EXCERPTED PASSAGE:
# newbie from uk



## Woodsmith (Jun 5, 2008)

Welcome to the forum!

A small simple vehicle is a good place to start, I built a mini tractor for the same reason.

There is much to learn and a lot of resources on the forum, so happy reading.


----------



## Ace_bridger (Nov 22, 2011)

Welcome. I strated with an electric bike and learnt the principals, good idea about starting small but doesn't the quad give you extra complex drive train considerations? Or I guess you might be using the existing differential if the quad has one that is.

Good luck , loads of info on here and helpful people.

Join the UK group you'll find it on my profile.

Cheers,

Adam


----------



## surplus 6 (Jan 15, 2012)

the idea is/was to use the existing chain driven rear end "just" replacing the IC engine with electricary  (if only it were that easy )


----------



## Woodsmith (Jun 5, 2008)

[Point annotation dataset records]
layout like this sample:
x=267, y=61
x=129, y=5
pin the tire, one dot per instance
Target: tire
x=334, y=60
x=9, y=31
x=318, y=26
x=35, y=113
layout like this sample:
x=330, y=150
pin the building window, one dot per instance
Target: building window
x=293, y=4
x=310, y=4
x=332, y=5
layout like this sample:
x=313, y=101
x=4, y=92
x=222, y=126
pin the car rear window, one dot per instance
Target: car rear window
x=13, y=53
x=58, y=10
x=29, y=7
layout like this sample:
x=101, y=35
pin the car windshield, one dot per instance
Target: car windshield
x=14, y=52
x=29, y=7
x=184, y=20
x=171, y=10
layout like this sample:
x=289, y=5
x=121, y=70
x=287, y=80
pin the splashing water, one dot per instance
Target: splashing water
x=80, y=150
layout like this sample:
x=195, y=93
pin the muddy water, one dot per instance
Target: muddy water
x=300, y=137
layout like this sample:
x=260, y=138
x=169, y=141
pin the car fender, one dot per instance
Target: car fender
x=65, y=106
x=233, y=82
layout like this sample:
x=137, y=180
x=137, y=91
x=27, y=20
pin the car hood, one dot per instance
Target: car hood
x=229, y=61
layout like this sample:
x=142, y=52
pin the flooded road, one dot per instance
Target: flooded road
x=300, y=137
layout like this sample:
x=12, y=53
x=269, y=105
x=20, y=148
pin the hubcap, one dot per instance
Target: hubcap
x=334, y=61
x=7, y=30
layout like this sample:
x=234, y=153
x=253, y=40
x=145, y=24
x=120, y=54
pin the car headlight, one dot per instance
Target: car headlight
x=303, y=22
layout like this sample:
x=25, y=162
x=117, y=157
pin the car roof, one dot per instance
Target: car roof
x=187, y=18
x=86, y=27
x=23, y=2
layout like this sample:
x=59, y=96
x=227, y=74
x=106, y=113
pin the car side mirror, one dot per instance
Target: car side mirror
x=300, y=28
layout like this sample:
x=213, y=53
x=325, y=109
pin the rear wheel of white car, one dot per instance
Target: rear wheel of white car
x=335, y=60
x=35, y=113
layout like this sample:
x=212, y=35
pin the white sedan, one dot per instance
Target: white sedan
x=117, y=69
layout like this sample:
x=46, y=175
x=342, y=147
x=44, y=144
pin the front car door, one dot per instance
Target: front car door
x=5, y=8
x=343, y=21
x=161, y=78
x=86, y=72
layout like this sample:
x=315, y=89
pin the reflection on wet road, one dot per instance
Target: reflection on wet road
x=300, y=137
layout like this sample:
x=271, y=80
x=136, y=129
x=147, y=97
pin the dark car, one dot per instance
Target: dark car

REQUIRED WORK:
[1] Translate this sentence from the forum thread into French: "There is much to learn and a lot of resources on the forum, so happy reading."
[2] Supply the next part of the forum thread, beginning with the post that follows its final header.

THE ANSWERS:
[1] Il y a beaucoup à apprendre et de nombreuses ressources sur le forum, alors bonne lecture.

[2]
surplus 6 said:


> the idea is/was to use the existing chain driven rear end "just" replacing the IC engine with electricary  (if only it were that easy )


It could be.

A 6-7" motor from a golf cart or a small fork lift, a controller and some batteries. You could get away with 48V or 72V depending on the controller you find.

I started with a 7" golf cart motor and four Optima batteries and a 48V Curtis controller to get my tractor running. Then it destroyed the transaxle as it was just too torquey. 
So not it has a bigger transaxle, 9" motor and a 72V controller on the way!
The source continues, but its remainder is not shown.